- DATA SHOWN -
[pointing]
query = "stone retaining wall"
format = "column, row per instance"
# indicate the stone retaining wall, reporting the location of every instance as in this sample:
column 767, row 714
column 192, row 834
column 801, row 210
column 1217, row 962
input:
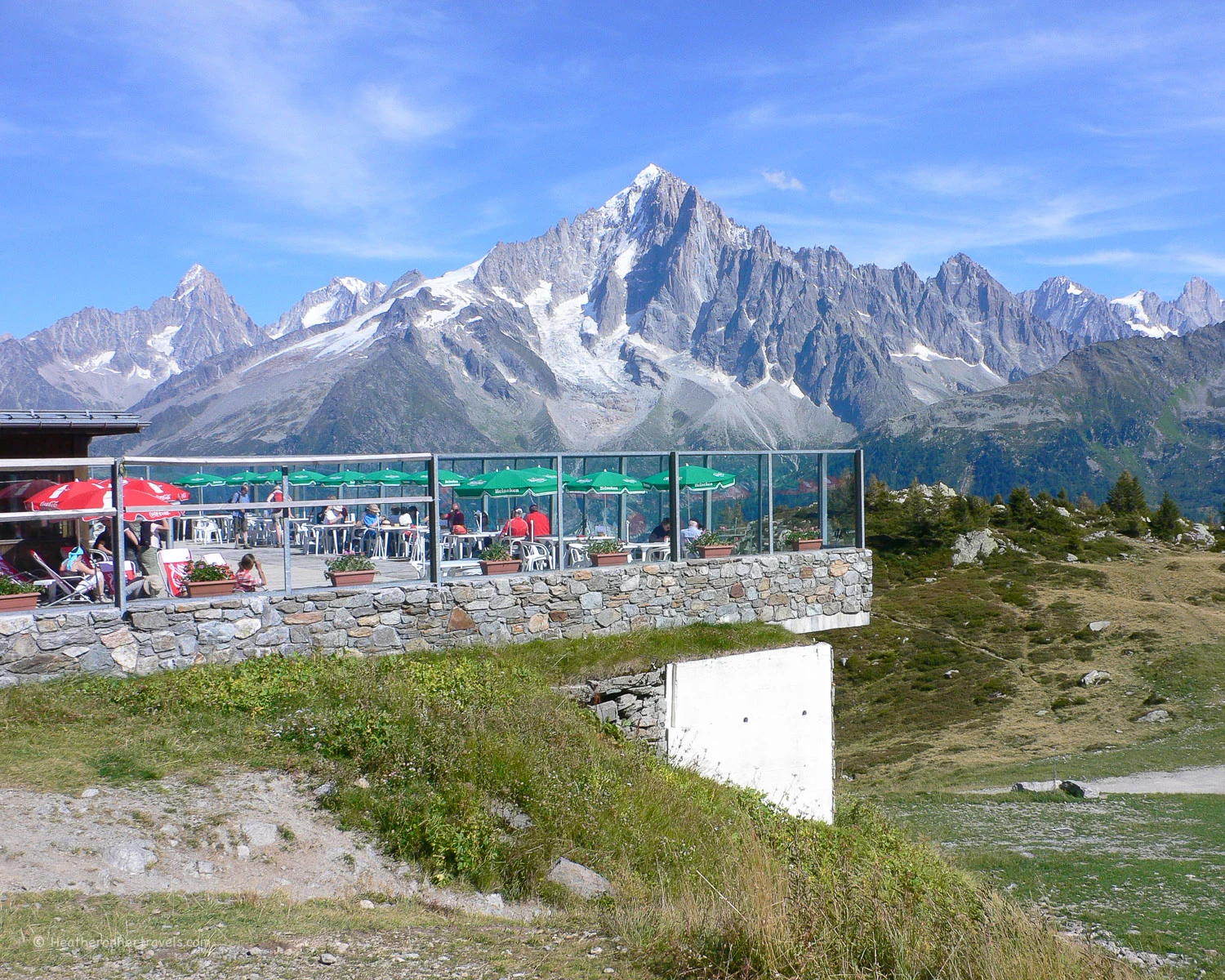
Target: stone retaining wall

- YOUR GOAL -
Set down the lines above precisely as they appear, omitting the picture.

- REPLY TO THE EXERCISE -
[pointing]
query = "stone retaining wall"
format = "column, row per instance"
# indicate the stone retaining wall, reporting the location of every instance as in this sample:
column 767, row 714
column 192, row 834
column 801, row 210
column 1217, row 962
input:
Target: stone retaining wall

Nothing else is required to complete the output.